| Short exercise |
Transcribe the passage on the athletic triangle, starting at "The athletic triangle considers" and ending at "and parents’ perspectives.".

| Passage |
-- BEGIN --
The athletic triangle considers the involvement of the coach, athlete and parent as instrumental for the athletes’ development [1]. Research demonstrates the interpersonal dynamics involved in the athletic triangle and its impact on athletes’ physical and psychosocial growth [2,3].  For example, studies have shown that effective co-ordination of parental support and a collaborative relationship with a coach provide an optimal platform for an athlete’s development [4]. However a large number of studies to date are theoretically and methodologically constrained [5]. This study employs a relationship approach to the study of the athletic triangle by considering athletes’, coaches’ and parents’ perspectives.

Methods

The 3Cs (6) served as a rudimentary framework guiding the qualitative analytical procedures. Five coach-athlete-parent triads took part in the study; specifically five male swim coaches, five female adolescent swimmers and five significant parents. In-depth interviews were conducted by phone. Interviews were transcribed verbatim, translated into English and were content analysed.
-- END --
| Data |
-- BEGIN --
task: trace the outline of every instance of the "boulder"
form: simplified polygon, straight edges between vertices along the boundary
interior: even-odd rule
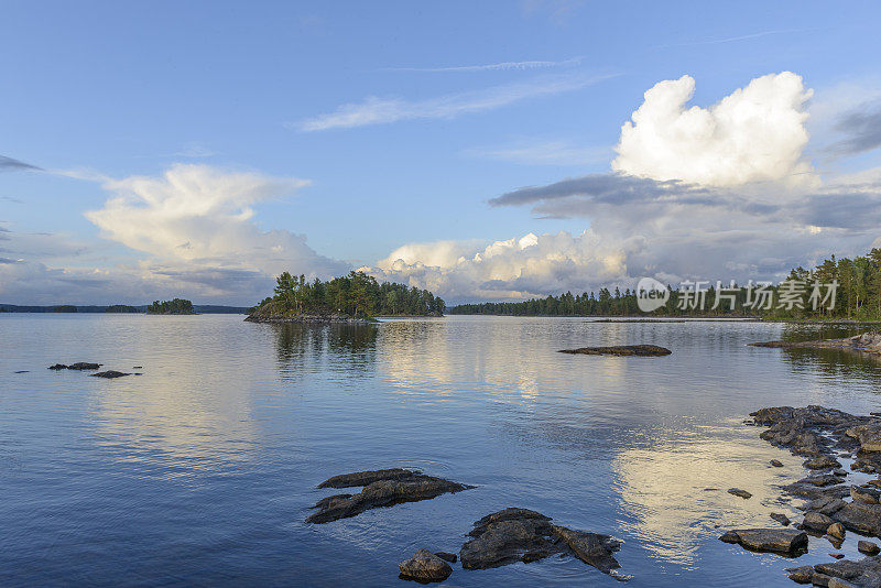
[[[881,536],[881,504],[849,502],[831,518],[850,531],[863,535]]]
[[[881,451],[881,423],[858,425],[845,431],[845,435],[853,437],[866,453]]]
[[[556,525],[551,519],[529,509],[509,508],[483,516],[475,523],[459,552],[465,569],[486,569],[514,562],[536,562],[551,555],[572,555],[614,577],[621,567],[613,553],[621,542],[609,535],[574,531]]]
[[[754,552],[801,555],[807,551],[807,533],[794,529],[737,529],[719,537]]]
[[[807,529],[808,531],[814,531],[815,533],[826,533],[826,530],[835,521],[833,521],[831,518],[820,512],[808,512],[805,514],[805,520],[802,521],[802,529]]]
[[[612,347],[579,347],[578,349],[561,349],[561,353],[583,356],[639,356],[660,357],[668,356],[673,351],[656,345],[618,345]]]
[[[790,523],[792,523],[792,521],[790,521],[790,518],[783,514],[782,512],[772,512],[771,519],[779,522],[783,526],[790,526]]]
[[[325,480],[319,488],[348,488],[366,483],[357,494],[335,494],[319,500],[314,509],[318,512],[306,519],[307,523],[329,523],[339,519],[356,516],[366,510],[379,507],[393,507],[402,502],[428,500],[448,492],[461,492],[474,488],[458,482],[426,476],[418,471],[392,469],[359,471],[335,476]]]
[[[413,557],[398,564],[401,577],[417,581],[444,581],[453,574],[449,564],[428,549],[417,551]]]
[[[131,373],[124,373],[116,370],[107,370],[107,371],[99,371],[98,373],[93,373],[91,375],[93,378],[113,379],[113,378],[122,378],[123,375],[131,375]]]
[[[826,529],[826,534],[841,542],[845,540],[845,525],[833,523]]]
-- END --
-- BEGIN --
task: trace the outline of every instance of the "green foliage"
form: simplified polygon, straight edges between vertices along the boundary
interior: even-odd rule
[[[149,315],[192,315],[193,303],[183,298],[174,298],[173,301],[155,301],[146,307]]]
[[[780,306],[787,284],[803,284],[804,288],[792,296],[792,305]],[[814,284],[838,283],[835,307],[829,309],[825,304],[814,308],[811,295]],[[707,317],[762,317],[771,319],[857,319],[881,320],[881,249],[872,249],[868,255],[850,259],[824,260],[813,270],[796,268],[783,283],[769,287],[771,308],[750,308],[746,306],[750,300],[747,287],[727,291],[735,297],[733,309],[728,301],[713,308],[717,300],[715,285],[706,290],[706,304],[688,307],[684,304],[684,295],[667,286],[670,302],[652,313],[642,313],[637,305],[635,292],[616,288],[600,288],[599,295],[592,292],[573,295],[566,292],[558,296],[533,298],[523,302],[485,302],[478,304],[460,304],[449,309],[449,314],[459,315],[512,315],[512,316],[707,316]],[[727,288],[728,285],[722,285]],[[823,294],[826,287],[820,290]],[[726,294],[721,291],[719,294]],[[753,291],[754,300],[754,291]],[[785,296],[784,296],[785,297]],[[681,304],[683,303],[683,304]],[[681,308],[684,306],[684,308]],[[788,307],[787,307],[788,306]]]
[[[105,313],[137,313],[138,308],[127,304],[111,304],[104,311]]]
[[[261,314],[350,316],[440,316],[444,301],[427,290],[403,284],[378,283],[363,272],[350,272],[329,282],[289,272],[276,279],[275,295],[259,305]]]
-- END --
| Complete output |
The athletic triangle considers the involvement of the coach, athlete and parent as instrumental for the athletes’ development [1]. Research demonstrates the interpersonal dynamics involved in the athletic triangle and its impact on athletes’ physical and psychosocial growth [2,3].  For example, studies have shown that effective co-ordination of parental support and a collaborative relationship with a coach provide an optimal platform for an athlete’s development [4]. However a large number of studies to date are theoretically and methodologically constrained [5]. This study employs a relationship approach to the study of the athletic triangle by considering athletes’, coaches’ and parents’ perspectives.